"Data is the New Oil! How Analytics and AI are Changing the Game for the Auto-Aftermarket" took place at AAPEX on November 1.
The presenters were Tim Eisenmann, chief digital officer at American Tire Distributors, Andrew Brooks, SVP data and analytics at ATD, and Tilak Kasturi, CEO at Predii. Eisenmann pointed out that while artificial intelligence is not a new term, it has prevalence across many industries in modern times because leveraging that AI is easier. Simply put, more data is available these days than ever before.
So, what does this have to do with automotive? Katsuri said the shop of the future considers "leveraging these insights in an effective manner." He said, with the power of data, shops may even be able to get to a point where they can anticipate maintenance needs before the customer even gets into the shop.
The presentation highlighted that in general, modern vehicles are more complex and data driven. There is an opportunity for AI and data to help navigate industry challenges, which, as shared from an ATD perspective, include supply chain SKU proliferation, fragmentation, lack of digitization, and supply chain disruptions. Eisenmann shared the example of mailers. Instead of blindly sending them out to customers and trying to track the return on investment, wouldn't it be easier to have a database dedicated to tracking promotions?
Enter: the conversation surrounding AI. As the title of the session alludes to, the presenters focused on the potential for data to be part of the industry lifeblood. According to the presentation, artificial intelligence, in a basic form, can make machines "smart." This gives the term a wide application.
"I cannot think of a machine that cannot be made smart," Eisenmann said.
He went on to say that embracing data and analytics will make the "winners" in this industry. Kasturi said AI should be looked at as a "co-pilot" to the industry, not a replacement. AI can become well-versed in automotive lingo and processes due to its ability to learn from historical data. It could learn and predict vehicle service needs.
But what does collecting this data look like in practice? To illustrate the answer, Brooks and Eisenmann pointed to ATD's recently announced Radius, a data-driven digital hub that helps to streamline inventory, service, solutions, and more. The software is a set of tools for tire dealers to use, and there is also a training element that can be utilized.
Predii has an offering as well: automotive AI. Katsuri gave a demo of the program during the presentation. It's an AI that is most reminiscent of something like ChatGPT, which Katsuri mentioned is a form of generative AI that took just two months to reach 100 million users. While Predii's offering may not be in the same usership category as that, the system is rather similar.
For example, when prompted with a service question, the automotive AI used historical context to answer as an automotive expert, make an assessment of the issue, and go into detail about the issue and what could cause it, as well as possible resolutions. When prompted with "Show me brake pads that fit on my customer's 2020 Ford F-150," the automotive AI turned into a parts representative, giving examples of brake pads and even linking to sources such as NAPA where the part can be purchased.

Information given —
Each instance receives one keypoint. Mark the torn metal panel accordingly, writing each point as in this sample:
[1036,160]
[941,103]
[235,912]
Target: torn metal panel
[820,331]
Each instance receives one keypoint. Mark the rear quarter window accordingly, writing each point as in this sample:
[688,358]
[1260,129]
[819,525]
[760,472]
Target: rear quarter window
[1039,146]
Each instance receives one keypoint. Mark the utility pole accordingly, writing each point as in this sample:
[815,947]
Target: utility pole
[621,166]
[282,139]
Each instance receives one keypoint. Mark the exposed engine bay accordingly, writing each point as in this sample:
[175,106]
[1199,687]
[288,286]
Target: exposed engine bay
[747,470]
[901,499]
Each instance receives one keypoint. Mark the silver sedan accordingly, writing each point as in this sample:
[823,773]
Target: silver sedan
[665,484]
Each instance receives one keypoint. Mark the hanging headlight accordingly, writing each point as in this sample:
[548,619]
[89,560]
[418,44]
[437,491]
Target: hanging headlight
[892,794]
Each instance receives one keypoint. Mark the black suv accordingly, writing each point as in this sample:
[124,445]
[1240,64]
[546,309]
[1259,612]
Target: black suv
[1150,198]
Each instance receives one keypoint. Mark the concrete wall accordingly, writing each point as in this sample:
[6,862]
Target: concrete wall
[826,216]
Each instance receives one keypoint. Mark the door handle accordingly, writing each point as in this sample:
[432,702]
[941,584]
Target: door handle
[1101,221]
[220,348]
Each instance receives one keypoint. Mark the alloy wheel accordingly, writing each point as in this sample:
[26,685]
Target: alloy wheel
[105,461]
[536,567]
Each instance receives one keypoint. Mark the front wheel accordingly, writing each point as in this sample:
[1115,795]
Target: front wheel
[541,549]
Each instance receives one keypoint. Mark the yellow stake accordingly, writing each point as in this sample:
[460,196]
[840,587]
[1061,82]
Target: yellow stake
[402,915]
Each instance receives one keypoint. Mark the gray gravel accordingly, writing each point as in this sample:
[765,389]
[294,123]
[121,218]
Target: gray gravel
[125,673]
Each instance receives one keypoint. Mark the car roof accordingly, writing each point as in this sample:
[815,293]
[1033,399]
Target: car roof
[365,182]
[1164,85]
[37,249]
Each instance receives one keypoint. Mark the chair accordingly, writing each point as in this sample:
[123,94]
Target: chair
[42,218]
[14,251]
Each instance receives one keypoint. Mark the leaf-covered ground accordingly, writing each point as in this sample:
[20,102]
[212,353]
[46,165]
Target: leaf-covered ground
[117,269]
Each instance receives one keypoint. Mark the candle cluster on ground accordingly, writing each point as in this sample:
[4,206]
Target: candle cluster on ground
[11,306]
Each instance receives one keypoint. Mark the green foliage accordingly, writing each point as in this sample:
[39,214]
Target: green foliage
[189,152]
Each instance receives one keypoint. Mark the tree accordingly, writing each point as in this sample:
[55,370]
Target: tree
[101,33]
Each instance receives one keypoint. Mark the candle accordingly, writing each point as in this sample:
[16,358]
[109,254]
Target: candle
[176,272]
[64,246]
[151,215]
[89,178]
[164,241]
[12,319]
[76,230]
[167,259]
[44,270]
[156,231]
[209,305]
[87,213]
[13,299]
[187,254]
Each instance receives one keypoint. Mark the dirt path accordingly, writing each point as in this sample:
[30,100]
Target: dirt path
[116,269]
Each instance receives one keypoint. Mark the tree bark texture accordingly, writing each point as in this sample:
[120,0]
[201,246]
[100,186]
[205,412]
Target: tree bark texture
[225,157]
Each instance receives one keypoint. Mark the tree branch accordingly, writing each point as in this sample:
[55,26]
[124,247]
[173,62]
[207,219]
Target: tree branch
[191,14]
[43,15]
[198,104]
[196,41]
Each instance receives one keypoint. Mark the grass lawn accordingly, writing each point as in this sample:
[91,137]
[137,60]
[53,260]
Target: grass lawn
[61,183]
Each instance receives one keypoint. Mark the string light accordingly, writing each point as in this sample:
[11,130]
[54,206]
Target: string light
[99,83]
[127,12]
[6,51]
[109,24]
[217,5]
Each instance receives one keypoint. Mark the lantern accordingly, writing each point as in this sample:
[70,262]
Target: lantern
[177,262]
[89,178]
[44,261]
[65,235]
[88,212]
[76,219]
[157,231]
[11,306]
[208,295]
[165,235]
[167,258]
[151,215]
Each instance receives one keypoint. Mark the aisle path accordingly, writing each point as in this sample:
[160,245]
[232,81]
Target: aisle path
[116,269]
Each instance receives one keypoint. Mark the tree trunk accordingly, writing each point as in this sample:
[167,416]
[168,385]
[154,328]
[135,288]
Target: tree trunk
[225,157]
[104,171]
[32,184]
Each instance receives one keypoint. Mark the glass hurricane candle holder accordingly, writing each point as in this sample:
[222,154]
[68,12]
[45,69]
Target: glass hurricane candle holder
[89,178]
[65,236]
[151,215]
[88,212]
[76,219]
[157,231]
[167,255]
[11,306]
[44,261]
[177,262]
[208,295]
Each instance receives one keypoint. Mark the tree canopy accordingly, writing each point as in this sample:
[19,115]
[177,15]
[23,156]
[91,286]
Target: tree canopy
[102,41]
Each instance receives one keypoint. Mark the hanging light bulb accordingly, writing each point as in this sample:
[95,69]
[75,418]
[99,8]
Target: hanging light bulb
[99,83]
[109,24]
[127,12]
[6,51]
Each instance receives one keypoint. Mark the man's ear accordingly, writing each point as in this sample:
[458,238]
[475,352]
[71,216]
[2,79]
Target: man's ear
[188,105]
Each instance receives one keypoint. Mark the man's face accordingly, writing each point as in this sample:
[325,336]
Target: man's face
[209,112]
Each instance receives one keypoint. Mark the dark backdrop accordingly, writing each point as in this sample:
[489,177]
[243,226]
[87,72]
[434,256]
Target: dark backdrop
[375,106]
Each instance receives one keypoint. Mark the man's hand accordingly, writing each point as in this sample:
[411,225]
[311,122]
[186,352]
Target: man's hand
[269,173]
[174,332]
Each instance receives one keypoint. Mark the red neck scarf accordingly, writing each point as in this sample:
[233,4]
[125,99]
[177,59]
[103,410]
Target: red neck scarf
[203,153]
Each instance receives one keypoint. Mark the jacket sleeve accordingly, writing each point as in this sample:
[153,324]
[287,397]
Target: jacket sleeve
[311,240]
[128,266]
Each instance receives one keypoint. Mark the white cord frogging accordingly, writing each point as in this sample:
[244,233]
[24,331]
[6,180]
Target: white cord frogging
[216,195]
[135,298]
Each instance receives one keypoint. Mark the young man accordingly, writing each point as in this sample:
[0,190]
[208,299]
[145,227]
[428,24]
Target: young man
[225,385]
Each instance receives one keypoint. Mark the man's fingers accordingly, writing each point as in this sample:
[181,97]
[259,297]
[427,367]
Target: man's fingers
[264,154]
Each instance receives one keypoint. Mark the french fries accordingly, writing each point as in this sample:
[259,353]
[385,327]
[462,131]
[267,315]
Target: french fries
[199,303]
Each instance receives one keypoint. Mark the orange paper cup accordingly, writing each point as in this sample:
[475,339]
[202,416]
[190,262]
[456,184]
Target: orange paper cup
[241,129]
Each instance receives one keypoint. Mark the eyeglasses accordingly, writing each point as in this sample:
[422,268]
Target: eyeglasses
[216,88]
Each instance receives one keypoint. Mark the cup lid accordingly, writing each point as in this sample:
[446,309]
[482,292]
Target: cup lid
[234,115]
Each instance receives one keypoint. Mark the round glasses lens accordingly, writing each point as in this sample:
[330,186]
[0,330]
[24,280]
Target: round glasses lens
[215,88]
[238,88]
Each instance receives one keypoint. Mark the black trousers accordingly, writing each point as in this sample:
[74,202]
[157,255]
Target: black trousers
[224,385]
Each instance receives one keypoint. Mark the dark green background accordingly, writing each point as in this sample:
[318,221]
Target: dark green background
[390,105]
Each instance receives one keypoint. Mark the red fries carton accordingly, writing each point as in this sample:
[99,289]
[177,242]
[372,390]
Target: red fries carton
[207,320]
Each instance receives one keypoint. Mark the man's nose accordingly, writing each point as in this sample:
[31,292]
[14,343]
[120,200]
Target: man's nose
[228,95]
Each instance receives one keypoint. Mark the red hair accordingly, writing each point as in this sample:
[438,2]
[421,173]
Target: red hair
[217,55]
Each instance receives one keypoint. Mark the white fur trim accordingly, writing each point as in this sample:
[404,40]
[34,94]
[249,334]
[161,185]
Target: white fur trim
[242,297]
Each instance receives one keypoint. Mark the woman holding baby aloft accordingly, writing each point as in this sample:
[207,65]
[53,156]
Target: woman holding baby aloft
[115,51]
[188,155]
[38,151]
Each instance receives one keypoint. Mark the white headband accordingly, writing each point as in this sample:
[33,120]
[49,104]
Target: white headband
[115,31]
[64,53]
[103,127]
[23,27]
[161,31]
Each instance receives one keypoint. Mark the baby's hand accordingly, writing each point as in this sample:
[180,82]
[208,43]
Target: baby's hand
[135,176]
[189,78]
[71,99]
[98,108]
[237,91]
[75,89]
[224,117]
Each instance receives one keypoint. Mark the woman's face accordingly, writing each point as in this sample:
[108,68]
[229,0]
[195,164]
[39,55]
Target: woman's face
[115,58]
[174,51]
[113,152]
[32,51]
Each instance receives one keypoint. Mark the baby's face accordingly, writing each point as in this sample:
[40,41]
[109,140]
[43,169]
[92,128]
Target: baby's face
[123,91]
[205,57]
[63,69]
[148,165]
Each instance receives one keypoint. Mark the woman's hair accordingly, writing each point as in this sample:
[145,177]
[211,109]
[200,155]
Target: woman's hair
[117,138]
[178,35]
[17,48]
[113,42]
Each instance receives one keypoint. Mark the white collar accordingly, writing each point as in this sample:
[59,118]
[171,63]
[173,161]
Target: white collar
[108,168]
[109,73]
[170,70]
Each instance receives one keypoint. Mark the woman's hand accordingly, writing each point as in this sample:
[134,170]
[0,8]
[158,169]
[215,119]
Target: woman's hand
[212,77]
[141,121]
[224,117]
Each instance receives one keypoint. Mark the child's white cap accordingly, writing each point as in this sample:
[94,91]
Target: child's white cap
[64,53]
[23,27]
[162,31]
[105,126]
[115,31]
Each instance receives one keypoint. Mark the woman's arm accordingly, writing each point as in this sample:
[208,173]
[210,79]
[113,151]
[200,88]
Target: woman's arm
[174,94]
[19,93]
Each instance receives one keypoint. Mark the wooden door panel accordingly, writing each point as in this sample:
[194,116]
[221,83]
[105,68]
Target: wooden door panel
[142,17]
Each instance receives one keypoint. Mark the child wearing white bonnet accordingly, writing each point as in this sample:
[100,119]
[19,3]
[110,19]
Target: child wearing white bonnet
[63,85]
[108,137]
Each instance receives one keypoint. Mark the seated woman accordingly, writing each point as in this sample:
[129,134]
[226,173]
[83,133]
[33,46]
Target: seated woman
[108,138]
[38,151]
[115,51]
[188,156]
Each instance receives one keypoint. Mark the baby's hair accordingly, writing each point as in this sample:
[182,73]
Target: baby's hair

About this exercise — According to the article on AI in the auto aftermarket, what does ATD's Radius help streamline?

Response to this task — Inventory, service, solutions, and more.